# [Check your understanding]
1 – Answer these questions from the post on root vegetables:
(a) Which chakra are root vegetables described as ideal for nurturing?
(b) What was added to the root soup for additional protein?
(c) What dip was created to go with the roasted roots?
2 – Set down the stretch of the post on root vegetables from "This week I" through "my roots. YUM!", keeping every word as it stands.
(Reading text begins)
How Knowing Our Roots Keeps Us Grounded…

Catering/Healing Foods

How Knowing Our Roots Keeps Us Grounded…

Photo courtesy of Erich Smith

Aside of  being a part of the same family, our roots share genetic qualities that make them similar, yet distinctive, hard, yet soft, dark, yet light. I have to say I love the way mother nature reflects balance in her bounty. One of the most important attributes of most cruciferous vegetables, whether tubers, rhizomes, bulbs, or corms, are their grounding and healing effect. An ideal food for nurturing the root chakra, particularly for those who eat mainly a plant-based diet. While plant-based foods have an “enlightening” effect, it is also necessary to be rooted.  Root vegetables, tenaciously burrowed in the depth of the earth graciously transmits this strength vibration to us so that we can benefit from its very nature, for our own stability. If there is an imbalance in the root chakra, the flow of energy to the higher chakras can be disrupted and even stagnated, so adding roots to your diet is an easy and effective way to help balance your energy body, flow upward and stand firm – a mirror reflection of a root vegetable. It is energy that the physical body needs and food is the vehicle by which we can deliver to it, what it needs to perform for us in ways that we can achieve greater health, on all levels.  While some are anti-inflammatory, detoxifying, mucus busting, blood building and nourishing for organs, most, if not all roots are low in fat, high in fiber, and a great source of Calcium and Vitamin C, among other vitamins and minerals.  They include: radishes, daikon, parsnips, turnips, rutabaga, yucca (mandioca), taro, sweet potatoes, potatoes, beets, burdock, sunchoke, wasabi, jicama, lotus root, chicory, ginger, galangal, and turmeric.

Photo courtesy of Erich Smith

An ideal time for soup, this past week I prepared a ROOT SOUP, with daikon, turnips, carrots, onions, garlic, fennel, parsnips, rutabaga, yucca, sweet potatoes and added ancient millet for additional protein.

This week I used the very same root vegetables, with the addition of  beets, as a side dish, oven roasted with garlic and onions in expeller-pressed coconut oil. I couldn’t stop there, and was inspired to create a Smoked Paprika Wasabi Dip for my roots. YUM!

Photo courtesy of Erich Smith

So whether you soup it up, slaw it up, roasted it up, anyway you choose to prepare it, you’ll be rooted and ready to sprout!
(Reading text ends)
(Data under study begins)
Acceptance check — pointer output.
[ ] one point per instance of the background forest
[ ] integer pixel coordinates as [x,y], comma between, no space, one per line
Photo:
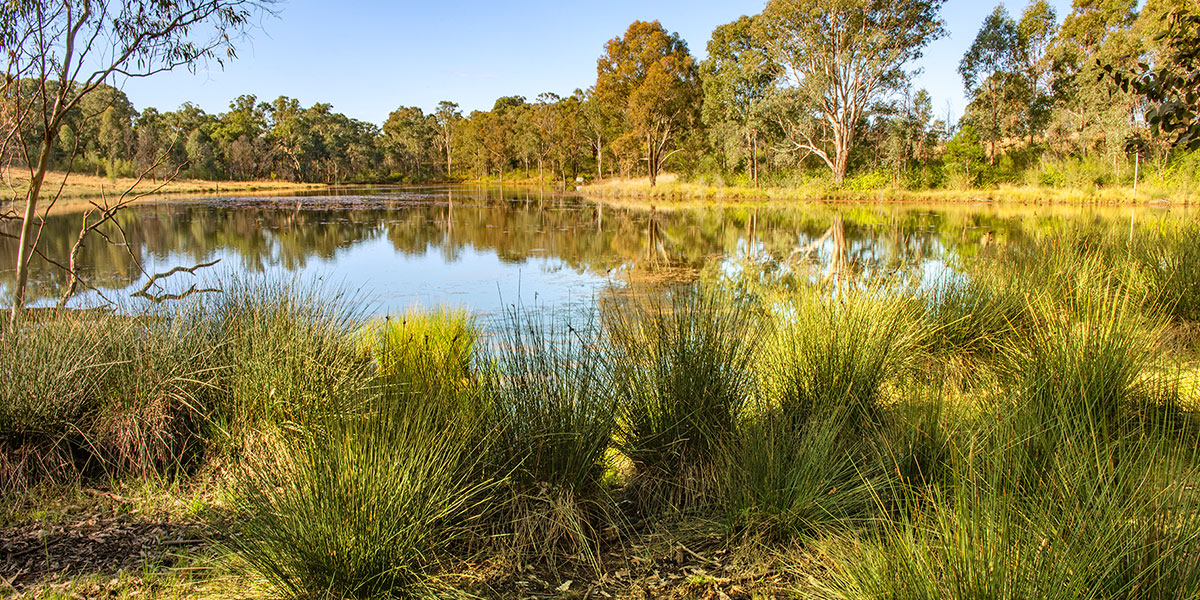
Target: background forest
[785,99]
(Data under study ends)
# [Exercise responses]
1 –
(a) The root chakra.
(b) Ancient millet.
(c) A Smoked Paprika Wasabi Dip.

2 –
This week I used the very same root vegetables, with the addition of  beets, as a side dish, oven roasted with garlic and onions in expeller-pressed coconut oil. I couldn’t stop there, and was inspired to create a Smoked Paprika Wasabi Dip for my roots. YUM!